It was a hot day for a funeral. The local cemetery was basking in sunlight. The family was sat inside, socially distanced, with the open coffin in front. A grandchild stood up to speak, “Goddamn it, grandma,” began the speech. I was not a part of this. It was not my family. I sat outside on a bench beneath a tree, awaiting the end of the service. Finally the family exited the brooding hall, taking positions to accompany the coffin to its final resting place – a newly dug grave in a barren part of the cemetery. The trees did not yet have a chance to grow, but out of experience I knew they would. (I had excavated a graveyard – disentangling plant roots from skulls and vertebrae – it was like gardening, really).
There was mum, earnest, alive. I took her hand and we followed the procession, a black-clad clan, up the hill and to the burial site. We were the last to throw our roses in the pit. (How do they make those profiles so sharp? There was a special digging machine lying to the side). “I’ll go to the market without you then, sis,” mum said to the coffin. Sis. Sister-in-law. The nearest thing to a sister she had? They had known each other for 45 years, from their adolescence in Amsterdam, with periods of envy and friendship ending in six years of silence. The ceremony was over, so we went to eat cake. Proper cake, not the soggy stuff they serve at funerals. Who knew it would be one of the last times I ate cake with my mum.
Luxor, Egypt
The balloon had most definitely strayed out of course. Due to a strong wind blowing from the west we had crossed the river, over Luxor Temple and the cruiseboats moared along the Nile, their blue swimming pools encased in green lawns. Over the Winter Palace Hotel and its gardens, the corniche empty at this time of day. Over the train station and rows of concrete housing blocks, towards the mountains in the east, the sun rising swiftly. Over fields of green (clover and sugarcane) when we heard a wailing in the distance. Below us, ants were crawling, not ants but black-clad women, walking up and down a street and howling. It was a funeral.
Wailing women as seen from the hot air balloon
What a relief would it be to audibly vent one’s grief, to not bottle it up and put it away for times of quiet despair. Although strictly speaking forbidden at Islamic funerals (I’m not an expert), distracting from an otherwise solemn occasion, it seems to be present in a variety of cultures (again, I’m not an expert), from Greek klauthmós to Irish keening. In the distance behind us, the western mountains where ancient Thebans buried their dead, below us, the eerie sound of communal grief.

--*--

» Directions:
- A) Using the funeral text, decide whether each statement agrees with it. Answer yes or no for each, and quote the deciding words. (i) The narrator sat inside the hall during the service. (ii) Mum and the deceased had known each other for 45 years. (iii) The balloon crossed the river because of a strong wind from the east.
- B) According to the funeral text, what was growing in the green fields the balloon passed over?
None of the lines that come after the funeral text are needed for anything here.

--*--

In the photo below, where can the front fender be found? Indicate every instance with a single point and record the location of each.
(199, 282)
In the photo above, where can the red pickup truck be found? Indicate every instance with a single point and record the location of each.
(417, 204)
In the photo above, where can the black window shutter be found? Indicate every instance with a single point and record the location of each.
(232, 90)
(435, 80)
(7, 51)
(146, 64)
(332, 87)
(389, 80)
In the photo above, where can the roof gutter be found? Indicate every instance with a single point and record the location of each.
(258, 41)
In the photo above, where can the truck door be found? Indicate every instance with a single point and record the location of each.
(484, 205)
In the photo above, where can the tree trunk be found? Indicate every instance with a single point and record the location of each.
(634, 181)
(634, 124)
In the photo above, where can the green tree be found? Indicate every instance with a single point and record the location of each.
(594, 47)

--*--

» Solution set:
- A)
(i) No: "I sat outside on a bench beneath a tree, awaiting the end of the service."
(ii) Yes: "They had known each other for 45 years"
(iii) No: "Due to a strong wind blowing from the west we had crossed the river"

- B) Clover and sugarcane.